Testo di partenza
↓
Nella seduta di ieri, la sterlina inglese ha toccato i massimi contro l’euro dal 2016, cioè da subito dopo che fu celebrato il referendum sulla Brexit a giugno. Scambiava a 1,20, cioè un euro nelle scorse ore comprava poco più di 0,83 sterline. E resta super il franco svizzero, che scambia contro l’euro sotto 1,04, sempre ai massimi dal 2015, quando la Banca Nazionale Svizzera (BNS) annunciò l’abbandono del cambio minimo. Su base annua, la valuta di Sua Maestà guadagna il 6,5% contro la moneta unica, mentre quella elvetica segna un rialzo di circa il 3,5%.

A trascinare la sterlina inglese vi è l’aspettativa del mercato per un nuovo rialzo dei tassi da parte della Banca d’Inghilterra. A dicembre, l’istituto alzò il costo del denaro da 0,10% a 0,25%, un piccolo segnale per dimostrare la volontà di combattere l’inflazione. Nello stesso mese, questa è salita al 5,4%, il tasso più alto dal marzo 1992. Una nuova stretta appare ormai più che necessaria.
↑
Consegna
Puoi ricopiare parola per parola, dal testo sulla sterlina, tutto ciò che va da "Nella seduta di" giù fino a "circa il 3,5%."?

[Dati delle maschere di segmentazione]
↓
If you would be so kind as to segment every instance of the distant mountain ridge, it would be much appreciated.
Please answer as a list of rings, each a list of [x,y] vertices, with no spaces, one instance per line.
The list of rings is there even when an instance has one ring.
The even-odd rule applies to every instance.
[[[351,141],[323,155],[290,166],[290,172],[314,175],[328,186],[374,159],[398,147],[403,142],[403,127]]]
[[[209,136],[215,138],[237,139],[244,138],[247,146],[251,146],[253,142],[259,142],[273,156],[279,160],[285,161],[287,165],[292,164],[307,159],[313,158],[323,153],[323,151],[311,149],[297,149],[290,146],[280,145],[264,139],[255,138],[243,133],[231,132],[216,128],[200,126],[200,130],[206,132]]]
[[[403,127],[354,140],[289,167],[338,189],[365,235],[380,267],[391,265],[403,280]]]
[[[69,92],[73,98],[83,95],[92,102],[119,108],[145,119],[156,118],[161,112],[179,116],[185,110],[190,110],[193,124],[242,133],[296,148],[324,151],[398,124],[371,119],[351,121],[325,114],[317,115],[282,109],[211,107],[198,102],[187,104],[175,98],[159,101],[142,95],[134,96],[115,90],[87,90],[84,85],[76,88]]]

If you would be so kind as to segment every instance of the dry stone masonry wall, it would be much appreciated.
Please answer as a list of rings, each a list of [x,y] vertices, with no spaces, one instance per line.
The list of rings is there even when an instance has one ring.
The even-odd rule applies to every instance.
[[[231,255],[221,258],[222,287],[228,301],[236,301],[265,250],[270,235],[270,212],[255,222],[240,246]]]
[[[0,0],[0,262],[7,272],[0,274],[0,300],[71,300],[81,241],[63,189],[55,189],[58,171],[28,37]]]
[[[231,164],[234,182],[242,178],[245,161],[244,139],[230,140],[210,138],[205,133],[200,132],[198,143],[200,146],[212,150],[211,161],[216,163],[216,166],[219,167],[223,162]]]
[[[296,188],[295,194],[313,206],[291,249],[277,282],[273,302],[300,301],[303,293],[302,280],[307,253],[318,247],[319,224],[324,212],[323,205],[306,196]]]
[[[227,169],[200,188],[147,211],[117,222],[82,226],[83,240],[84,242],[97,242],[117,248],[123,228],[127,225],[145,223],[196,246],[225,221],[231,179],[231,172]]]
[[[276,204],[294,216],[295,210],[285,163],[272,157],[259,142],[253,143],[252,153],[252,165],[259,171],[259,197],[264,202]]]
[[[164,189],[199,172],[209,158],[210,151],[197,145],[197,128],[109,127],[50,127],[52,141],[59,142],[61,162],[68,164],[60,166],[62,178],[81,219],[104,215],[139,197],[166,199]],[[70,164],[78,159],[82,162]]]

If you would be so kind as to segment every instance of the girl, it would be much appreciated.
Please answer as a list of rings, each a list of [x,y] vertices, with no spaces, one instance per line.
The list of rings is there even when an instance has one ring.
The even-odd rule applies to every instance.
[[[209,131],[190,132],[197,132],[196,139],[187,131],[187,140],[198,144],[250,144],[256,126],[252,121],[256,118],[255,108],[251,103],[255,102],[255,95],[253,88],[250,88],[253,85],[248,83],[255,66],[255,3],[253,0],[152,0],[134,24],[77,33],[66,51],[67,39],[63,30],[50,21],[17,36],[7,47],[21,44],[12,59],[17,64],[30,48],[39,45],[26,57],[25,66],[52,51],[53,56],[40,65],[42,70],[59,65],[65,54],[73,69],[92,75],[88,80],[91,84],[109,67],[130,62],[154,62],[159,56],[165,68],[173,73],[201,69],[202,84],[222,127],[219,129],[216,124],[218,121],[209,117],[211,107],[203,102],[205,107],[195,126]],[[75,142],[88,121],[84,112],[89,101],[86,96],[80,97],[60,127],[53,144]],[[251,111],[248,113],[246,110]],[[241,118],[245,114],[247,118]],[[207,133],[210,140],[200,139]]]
↑
Esercizio svolto
Nella seduta di ieri, la sterlina inglese ha toccato i massimi contro l’euro dal 2016, cioè da subito dopo che fu celebrato il referendum sulla Brexit a giugno. Scambiava a 1,20, cioè un euro nelle scorse ore comprava poco più di 0,83 sterline. E resta super il franco svizzero, che scambia contro l’euro sotto 1,04, sempre ai massimi dal 2015, quando la Banca Nazionale Svizzera (BNS) annunciò l’abbandono del cambio minimo. Su base annua, la valuta di Sua Maestà guadagna il 6,5% contro la moneta unica, mentre quella elvetica segna un rialzo di circa il 3,5%.